§ Your instructions: Rewrite the data below as a numbered list with one line per item. Skip blank lines and leave the pictures out.

↓↓↓

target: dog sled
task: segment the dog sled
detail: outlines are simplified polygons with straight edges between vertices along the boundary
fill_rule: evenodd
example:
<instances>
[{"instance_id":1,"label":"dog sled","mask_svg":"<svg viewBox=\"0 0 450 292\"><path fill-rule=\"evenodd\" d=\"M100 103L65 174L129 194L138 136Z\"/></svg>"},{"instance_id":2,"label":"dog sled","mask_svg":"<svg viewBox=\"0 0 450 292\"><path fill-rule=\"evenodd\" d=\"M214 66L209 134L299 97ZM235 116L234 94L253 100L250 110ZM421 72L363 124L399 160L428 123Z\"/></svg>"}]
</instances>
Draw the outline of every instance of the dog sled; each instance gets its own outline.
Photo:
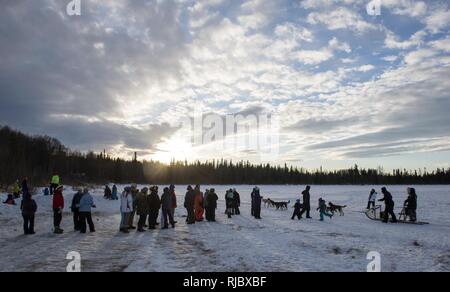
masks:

↑↑↑

§ Response to the task:
1. target: dog sled
2. task: segment the dog sled
3. detail: outlines are simplified polygons with straight edges between vertices along the boundary
4. fill_rule: evenodd
5. example:
6. <instances>
7. [{"instance_id":1,"label":"dog sled","mask_svg":"<svg viewBox=\"0 0 450 292\"><path fill-rule=\"evenodd\" d=\"M100 103L65 174L129 194L138 136Z\"/></svg>"},{"instance_id":2,"label":"dog sled","mask_svg":"<svg viewBox=\"0 0 450 292\"><path fill-rule=\"evenodd\" d=\"M214 66L209 134L299 97ZM235 116L234 94L253 100L250 110ZM421 72L363 124L399 160L428 123Z\"/></svg>"}]
8. </instances>
9. Draw the outline of every instance of the dog sled; each instance gets its own outline.
10. Photo:
11. masks:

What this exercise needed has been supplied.